▶ [EXERCISE INSTRUCTIONS]
(a) Reproduce verbatim the part of the passage on encryption type selection that opens with the words containing "Simon says in" and closes with "general use, though.".
(b) In the passage on encryption type selection, what would choosing from a list of enctypes presented by the client make possible?

▶ [SOURCE TEXT]
---+---

I agree that there is sense in allowing an enctype other than the two
present in the provided tokens, but it's not imeediately/obviously clear
that it must always be the stronger one. Certainly the server can reject
the request if it doesn't like any of the enctypes in question, but I feel
like the client should still have some input -- maybe it is an embedded
system and has hardware acceleration for some enctype but others are very
expensive.
Simon says in other mail that "From an encryption type perspective, the
intent was that the server should pick the enctype which appears highest
within its preference list." That seems fine to me, but we should clarify
which set of enctypes the server is choosing from. I think that the only
real options on the table are:
(1) choose from the enctypes of the two presented tokens
(2) choose from a list of enctypes presented by the client
(2) would give the ability to combine two DES keys into an AES key, which
seems appealing. It may not be the most realistic scenario to consider
for general use, though.
Choice of level probably wants to be the strongest of the levels of the
input tokens, or possibly a stronger (but not weaker) level requested by
the caller. I'm not entirely sure about how this should work, though,
and I think it bears some discussion. The issue here is you don't want
the holder of one of the tokens to be able to unilaterally reduce the
level (Bob forces clear when Alice wants crypt). And, I'm not sure you
want the caller to be able to reduce the level either -- should a CM be
able to request cleartext communication when the user clearly wanted
encryption?

---+---

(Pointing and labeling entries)
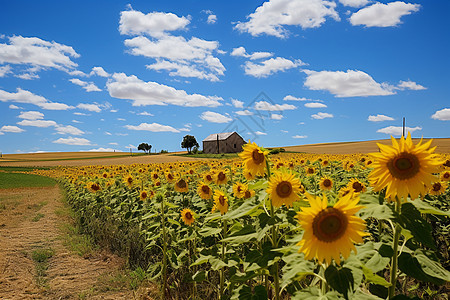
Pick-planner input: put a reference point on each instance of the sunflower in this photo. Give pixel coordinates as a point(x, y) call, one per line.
point(204, 191)
point(221, 177)
point(330, 231)
point(93, 187)
point(128, 180)
point(356, 185)
point(404, 168)
point(326, 184)
point(283, 189)
point(181, 186)
point(254, 158)
point(239, 189)
point(438, 188)
point(187, 216)
point(220, 202)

---+---

▶ [ANSWERS TO THE TASKS]
(a)
Simon says in other mail that "From an encryption type perspective, the
intent was that the server should pick the enctype which appears highest
within its preference list." That seems fine to me, but we should clarify
which set of enctypes the server is choosing from. I think that the only
real options on the table are:
(1) choose from the enctypes of the two presented tokens
(2) choose from a list of enctypes presented by the client
(2) would give the ability to combine two DES keys into an AES key, which
seems appealing. It may not be the most realistic scenario to consider
for general use, though.

(b) It would make it possible to combine two DES keys into an AES key.